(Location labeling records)
★ ★ ★ ★ ★

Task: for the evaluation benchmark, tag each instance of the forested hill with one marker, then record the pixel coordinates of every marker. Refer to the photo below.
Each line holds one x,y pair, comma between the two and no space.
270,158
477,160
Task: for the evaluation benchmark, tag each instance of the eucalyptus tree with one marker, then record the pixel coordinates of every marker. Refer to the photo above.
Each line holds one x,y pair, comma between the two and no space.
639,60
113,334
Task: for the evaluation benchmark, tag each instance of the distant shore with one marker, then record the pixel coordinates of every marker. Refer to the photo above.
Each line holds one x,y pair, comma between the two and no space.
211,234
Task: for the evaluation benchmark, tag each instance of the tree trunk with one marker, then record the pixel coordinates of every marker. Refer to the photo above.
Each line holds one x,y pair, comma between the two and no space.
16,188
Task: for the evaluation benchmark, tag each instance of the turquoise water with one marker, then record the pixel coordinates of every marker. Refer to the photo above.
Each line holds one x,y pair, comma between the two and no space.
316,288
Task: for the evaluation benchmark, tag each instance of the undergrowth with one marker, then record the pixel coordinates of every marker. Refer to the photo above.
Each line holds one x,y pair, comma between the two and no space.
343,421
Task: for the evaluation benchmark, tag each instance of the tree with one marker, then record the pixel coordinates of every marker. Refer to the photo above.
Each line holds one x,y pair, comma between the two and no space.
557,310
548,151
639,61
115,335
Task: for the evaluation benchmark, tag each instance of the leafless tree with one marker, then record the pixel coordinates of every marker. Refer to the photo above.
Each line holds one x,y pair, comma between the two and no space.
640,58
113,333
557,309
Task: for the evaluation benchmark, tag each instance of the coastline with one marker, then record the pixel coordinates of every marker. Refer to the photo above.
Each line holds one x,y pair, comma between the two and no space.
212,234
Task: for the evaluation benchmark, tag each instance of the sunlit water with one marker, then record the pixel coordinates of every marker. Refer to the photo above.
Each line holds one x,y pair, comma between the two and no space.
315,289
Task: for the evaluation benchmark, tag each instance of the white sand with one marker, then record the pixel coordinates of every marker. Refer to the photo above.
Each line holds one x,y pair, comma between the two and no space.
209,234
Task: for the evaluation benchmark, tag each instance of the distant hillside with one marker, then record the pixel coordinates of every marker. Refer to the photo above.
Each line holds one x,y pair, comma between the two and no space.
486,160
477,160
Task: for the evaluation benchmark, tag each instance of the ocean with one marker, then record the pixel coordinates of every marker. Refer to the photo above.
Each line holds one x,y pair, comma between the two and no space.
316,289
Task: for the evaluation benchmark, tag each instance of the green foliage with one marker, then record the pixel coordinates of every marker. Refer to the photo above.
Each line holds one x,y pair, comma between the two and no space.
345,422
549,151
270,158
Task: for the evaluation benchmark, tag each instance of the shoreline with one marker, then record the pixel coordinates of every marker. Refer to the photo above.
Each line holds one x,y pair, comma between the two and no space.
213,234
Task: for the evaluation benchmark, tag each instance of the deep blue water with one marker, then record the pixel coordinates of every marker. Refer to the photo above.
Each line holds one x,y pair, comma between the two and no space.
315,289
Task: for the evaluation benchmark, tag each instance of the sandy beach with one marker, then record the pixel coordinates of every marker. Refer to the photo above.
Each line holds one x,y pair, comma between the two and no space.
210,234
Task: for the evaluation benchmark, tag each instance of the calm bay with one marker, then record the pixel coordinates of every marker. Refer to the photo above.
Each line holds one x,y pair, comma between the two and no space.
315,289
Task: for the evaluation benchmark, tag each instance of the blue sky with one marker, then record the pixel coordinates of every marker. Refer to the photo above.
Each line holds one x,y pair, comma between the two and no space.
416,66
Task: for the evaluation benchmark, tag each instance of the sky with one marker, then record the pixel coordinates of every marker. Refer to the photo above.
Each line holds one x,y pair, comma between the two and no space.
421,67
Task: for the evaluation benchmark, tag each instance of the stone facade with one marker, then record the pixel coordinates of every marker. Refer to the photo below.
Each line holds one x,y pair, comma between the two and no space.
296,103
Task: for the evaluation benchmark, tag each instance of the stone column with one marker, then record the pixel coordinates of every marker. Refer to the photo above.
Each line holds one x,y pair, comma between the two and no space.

★ ★ ★ ★ ★

#### Given instruction
Quote every line from the line containing "of the blue" through the closing line of the listing, including both.

#### Task output
Task: for the evaluation benchmark, tag each instance of the blue sky with one marker, then record the pixel coordinates of every marker. Refer to the photo above.
Each line holds one x,y pair, comma between the two and no space.
416,66
Task: for the evaluation benchmark, tag each instance of the sky with one marker, then record the pixel coordinates of every marker. Refer to the photo above.
Each line holds one x,y pair, comma between the two and no space.
421,67
Task: for the evaluation benchmark, tag each instance of the stone facade with one marker, then record the pixel coordinates of every marker. Refer to the photo below.
Each line holds one x,y pair, comma between the two and no space.
296,103
Task: for the evaluation benchmark, tag each instance of the stone column with one marker, then record the pixel coordinates of every marker. Refer to the photo above.
Each line holds one x,y pair, comma between the two and no space.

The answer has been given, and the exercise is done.